→ Exercise passage:
* * *

I was pleased to introduce her at the 1998 graduation ceremonies when Occidental College gave her an honorary degree for her lifetime of activism. Whenever she spoke in my Community Organizing class at Oxy, students were mesmerized.

Sister Diane was feisty, funny, and full of love. Her decency and kindness were inspiring. She hated injustice and devote her life to fighting it. The bankers and business people in LA were both charmed by her twinkle and smile and afraid of her righteous anger and ability to organize. When we wanted to get LA Cardinal Roger Mahony to lead a tour of slum housing for candidates for mayor and City Council, we went to Sister Diane. She delivered.

* * *

→ Required action: In the passage about Sister Diane, translate "Sister Diane was feisty, funny, and full of love." into Spanish.

* * *

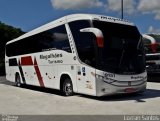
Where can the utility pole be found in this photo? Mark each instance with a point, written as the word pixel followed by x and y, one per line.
pixel 122 8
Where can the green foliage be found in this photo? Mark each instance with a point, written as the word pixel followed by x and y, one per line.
pixel 7 33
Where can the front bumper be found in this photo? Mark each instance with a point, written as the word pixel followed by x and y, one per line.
pixel 120 87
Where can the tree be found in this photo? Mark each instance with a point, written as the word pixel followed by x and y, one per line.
pixel 7 33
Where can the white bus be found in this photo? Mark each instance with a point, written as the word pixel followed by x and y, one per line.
pixel 152 49
pixel 82 53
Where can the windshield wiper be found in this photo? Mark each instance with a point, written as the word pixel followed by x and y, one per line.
pixel 122 55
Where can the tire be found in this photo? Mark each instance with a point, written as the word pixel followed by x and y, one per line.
pixel 67 89
pixel 18 81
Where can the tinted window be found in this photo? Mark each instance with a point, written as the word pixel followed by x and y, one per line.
pixel 84 41
pixel 55 38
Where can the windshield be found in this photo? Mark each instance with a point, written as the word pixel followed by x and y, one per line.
pixel 123 51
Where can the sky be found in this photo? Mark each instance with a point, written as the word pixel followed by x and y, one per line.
pixel 30 14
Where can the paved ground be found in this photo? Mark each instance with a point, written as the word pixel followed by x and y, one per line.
pixel 38 101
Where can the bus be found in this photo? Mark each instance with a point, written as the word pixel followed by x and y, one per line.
pixel 152 48
pixel 80 53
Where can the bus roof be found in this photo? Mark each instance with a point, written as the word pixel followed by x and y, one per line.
pixel 72 17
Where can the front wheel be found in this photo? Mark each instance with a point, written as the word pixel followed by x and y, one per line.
pixel 18 80
pixel 67 88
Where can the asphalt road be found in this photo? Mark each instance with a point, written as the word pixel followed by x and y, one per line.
pixel 31 100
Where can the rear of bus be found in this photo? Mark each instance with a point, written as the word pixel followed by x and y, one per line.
pixel 152 50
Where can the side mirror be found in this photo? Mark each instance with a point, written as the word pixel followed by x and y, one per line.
pixel 98 33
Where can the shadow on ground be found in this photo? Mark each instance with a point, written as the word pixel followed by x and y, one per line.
pixel 149 93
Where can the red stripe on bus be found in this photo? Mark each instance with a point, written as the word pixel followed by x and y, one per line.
pixel 40 79
pixel 26 61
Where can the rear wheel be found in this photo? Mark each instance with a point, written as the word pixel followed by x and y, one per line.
pixel 67 89
pixel 18 80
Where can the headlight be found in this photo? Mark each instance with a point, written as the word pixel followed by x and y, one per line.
pixel 108 80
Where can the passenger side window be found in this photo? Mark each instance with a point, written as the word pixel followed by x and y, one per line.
pixel 84 41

* * *

→ Output for this task: La hermana Diane era combativa, divertida y llena de amor.